Coordinate annotation entries »
###

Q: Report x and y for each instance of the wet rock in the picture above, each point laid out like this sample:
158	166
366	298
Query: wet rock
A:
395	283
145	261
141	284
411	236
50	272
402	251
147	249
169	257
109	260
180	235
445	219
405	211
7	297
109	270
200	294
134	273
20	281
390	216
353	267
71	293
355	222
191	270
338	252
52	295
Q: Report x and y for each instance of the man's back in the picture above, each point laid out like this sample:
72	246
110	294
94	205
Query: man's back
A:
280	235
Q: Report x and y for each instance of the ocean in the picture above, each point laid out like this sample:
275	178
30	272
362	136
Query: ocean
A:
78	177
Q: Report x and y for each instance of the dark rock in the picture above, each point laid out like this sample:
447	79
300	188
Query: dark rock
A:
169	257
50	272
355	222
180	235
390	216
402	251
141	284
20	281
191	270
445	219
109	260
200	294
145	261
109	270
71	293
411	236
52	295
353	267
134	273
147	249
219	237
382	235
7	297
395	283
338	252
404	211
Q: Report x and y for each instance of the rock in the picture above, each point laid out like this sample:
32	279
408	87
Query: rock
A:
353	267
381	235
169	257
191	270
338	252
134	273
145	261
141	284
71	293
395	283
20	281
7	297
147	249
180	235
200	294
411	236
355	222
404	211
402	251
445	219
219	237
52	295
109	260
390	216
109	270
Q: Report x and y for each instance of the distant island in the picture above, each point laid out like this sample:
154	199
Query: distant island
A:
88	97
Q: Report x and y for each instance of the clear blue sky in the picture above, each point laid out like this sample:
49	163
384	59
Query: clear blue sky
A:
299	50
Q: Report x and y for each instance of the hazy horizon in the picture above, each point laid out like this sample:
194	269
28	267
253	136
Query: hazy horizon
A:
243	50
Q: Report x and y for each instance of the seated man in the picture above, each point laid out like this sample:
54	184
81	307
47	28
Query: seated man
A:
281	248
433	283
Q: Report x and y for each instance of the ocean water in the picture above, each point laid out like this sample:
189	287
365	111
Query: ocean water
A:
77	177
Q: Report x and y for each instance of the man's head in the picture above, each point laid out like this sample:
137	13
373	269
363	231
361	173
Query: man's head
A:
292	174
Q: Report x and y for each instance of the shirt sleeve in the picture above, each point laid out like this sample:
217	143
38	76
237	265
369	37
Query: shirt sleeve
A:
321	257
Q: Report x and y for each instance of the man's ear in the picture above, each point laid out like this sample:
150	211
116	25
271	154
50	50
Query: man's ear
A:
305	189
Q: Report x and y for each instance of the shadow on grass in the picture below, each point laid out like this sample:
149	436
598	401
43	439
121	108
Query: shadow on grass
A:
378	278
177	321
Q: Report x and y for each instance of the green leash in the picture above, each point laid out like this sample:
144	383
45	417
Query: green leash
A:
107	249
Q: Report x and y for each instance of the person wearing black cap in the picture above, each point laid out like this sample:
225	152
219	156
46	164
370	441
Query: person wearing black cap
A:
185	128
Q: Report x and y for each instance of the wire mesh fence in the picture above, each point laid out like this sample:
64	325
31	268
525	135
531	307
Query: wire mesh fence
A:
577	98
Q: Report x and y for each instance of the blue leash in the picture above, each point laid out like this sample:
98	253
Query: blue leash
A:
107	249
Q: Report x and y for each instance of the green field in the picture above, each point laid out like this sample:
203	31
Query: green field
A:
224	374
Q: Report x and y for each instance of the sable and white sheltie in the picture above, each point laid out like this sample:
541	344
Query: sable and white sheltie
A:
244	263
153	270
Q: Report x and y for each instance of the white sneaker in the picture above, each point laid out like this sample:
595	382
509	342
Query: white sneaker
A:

###

Given exercise »
Format every line of the listing above as a JSON list of strings with one string per line, and leave out any blank lines.

Full answer »
[
  "Q: Report x and y for each instance of the wet rock in the picture above, each point laid out like this sample:",
  "158\t166",
  "366\t298",
  "Query: wet rock",
  "A:",
  "395\t283",
  "145\t261",
  "141\t284",
  "411\t236",
  "50\t272",
  "402\t251",
  "147\t249",
  "169\t257",
  "109\t260",
  "180\t235",
  "445\t219",
  "405\t211",
  "7\t297",
  "109\t270",
  "200\t294",
  "134\t273",
  "20\t281",
  "390\t216",
  "353\t267",
  "71\t293",
  "355\t222",
  "191\t270",
  "338\t252",
  "52\t295",
  "Q: Report x and y for each instance of the man's back in the picture above, each point laid out like this sample:",
  "72\t246",
  "110\t294",
  "94\t205",
  "Query: man's back",
  "A:",
  "280\t235",
  "Q: Report x and y for each instance of the ocean in the picture above, each point laid out like this sample:",
  "275\t178",
  "30\t272",
  "362\t136",
  "Query: ocean",
  "A:",
  "78\t177",
  "Q: Report x and y for each instance of the dark rock in the picture above, each point laid out like this sample:",
  "447\t79",
  "300\t188",
  "Query: dark rock",
  "A:",
  "169\t257",
  "50\t272",
  "355\t222",
  "180\t235",
  "390\t216",
  "402\t251",
  "141\t284",
  "20\t281",
  "191\t270",
  "445\t219",
  "109\t260",
  "200\t294",
  "145\t261",
  "109\t270",
  "71\t293",
  "411\t236",
  "52\t295",
  "353\t267",
  "134\t273",
  "147\t249",
  "219\t237",
  "382\t235",
  "7\t297",
  "395\t283",
  "338\t252",
  "404\t211",
  "Q: Report x and y for each instance of the rock in the picture above, each point laid out like this sample:",
  "32\t279",
  "408\t87",
  "Query: rock",
  "A:",
  "353\t267",
  "381\t235",
  "169\t257",
  "191\t270",
  "338\t252",
  "134\t273",
  "145\t261",
  "141\t284",
  "71\t293",
  "395\t283",
  "20\t281",
  "7\t297",
  "147\t249",
  "180\t235",
  "200\t294",
  "411\t236",
  "355\t222",
  "404\t211",
  "402\t251",
  "445\t219",
  "219\t237",
  "52\t295",
  "109\t260",
  "390\t216",
  "109\t270",
  "Q: Report x and y for each instance of the distant island in the picture above, each point laid out like this sample:",
  "154\t199",
  "Query: distant island",
  "A:",
  "88\t97",
  "Q: Report x and y for each instance of the clear blue sky in the picture above, each point laid out like this sample:",
  "49\t163",
  "384\t59",
  "Query: clear blue sky",
  "A:",
  "299\t50",
  "Q: Report x and y for each instance of the hazy horizon in the picture above, each point laid out like this sample:",
  "194\t269",
  "28\t267",
  "253\t136",
  "Query: hazy horizon",
  "A:",
  "243\t50",
  "Q: Report x and y for each instance of the seated man in the picture above, each point laid out like this sample:",
  "54\t184",
  "81\t307",
  "47\t28",
  "Query: seated man",
  "A:",
  "281\t248",
  "433\t283",
  "Q: Report x and y for each instance of the ocean water in the picture above, each point laid out like this sample:",
  "189\t287",
  "365\t111",
  "Query: ocean water",
  "A:",
  "77\t177",
  "Q: Report x and y for each instance of the man's head in the picture above, each point laid out like this sample:",
  "137\t13",
  "373\t269",
  "363\t231",
  "361\t173",
  "Query: man's head",
  "A:",
  "292\t174",
  "Q: Report x and y for each instance of the shirt sleeve in the picture above, each point laid out like this sample:",
  "217\t143",
  "38\t76",
  "237\t265",
  "369\t37",
  "Query: shirt sleeve",
  "A:",
  "321\t257",
  "Q: Report x and y for each instance of the man's ear in the picture above, each point laid out like this sample:",
  "150\t211",
  "116\t25",
  "271\t154",
  "50\t50",
  "Query: man's ear",
  "A:",
  "305\t189",
  "Q: Report x and y for each instance of the shadow on grass in the picture below, each point laid out like this sample:",
  "149\t436",
  "598\t401",
  "43\t439",
  "121\t108",
  "Query: shadow on grass",
  "A:",
  "378\t278",
  "177\t321",
  "Q: Report x and y for each instance of the green leash in the picture above, each point laid out like this sample:",
  "144\t383",
  "45\t417",
  "Query: green leash",
  "A:",
  "107\t249",
  "Q: Report x and y for each instance of the person wearing black cap in the picture above, each point laid out like this sample:",
  "225\t152",
  "219\t156",
  "46\t164",
  "370\t441",
  "Query: person wearing black cap",
  "A:",
  "185\t128",
  "Q: Report x and y for each instance of the wire mesh fence in the picture above, each point laid out like this sample:",
  "64\t325",
  "31\t268",
  "525\t135",
  "531\t307",
  "Query: wire mesh fence",
  "A:",
  "577\t98",
  "Q: Report x and y for each instance of the blue leash in the picture above, each point laid out like this sample:",
  "98\t253",
  "Query: blue leash",
  "A:",
  "107\t249",
  "Q: Report x and y for each instance of the green field in the picture above, each point laid out like this sample:",
  "203\t31",
  "Query: green field",
  "A:",
  "224\t374",
  "Q: Report x and y for each instance of the sable and white sheltie in the picture above, each point laid out like this sample:",
  "541\t344",
  "Query: sable and white sheltie",
  "A:",
  "244\t263",
  "153\t270",
  "Q: Report x and y for each instance of the white sneaker in the picture above, each point laid out like this sample:",
  "595\t382",
  "509\t342",
  "Query: white sneaker",
  "A:"
]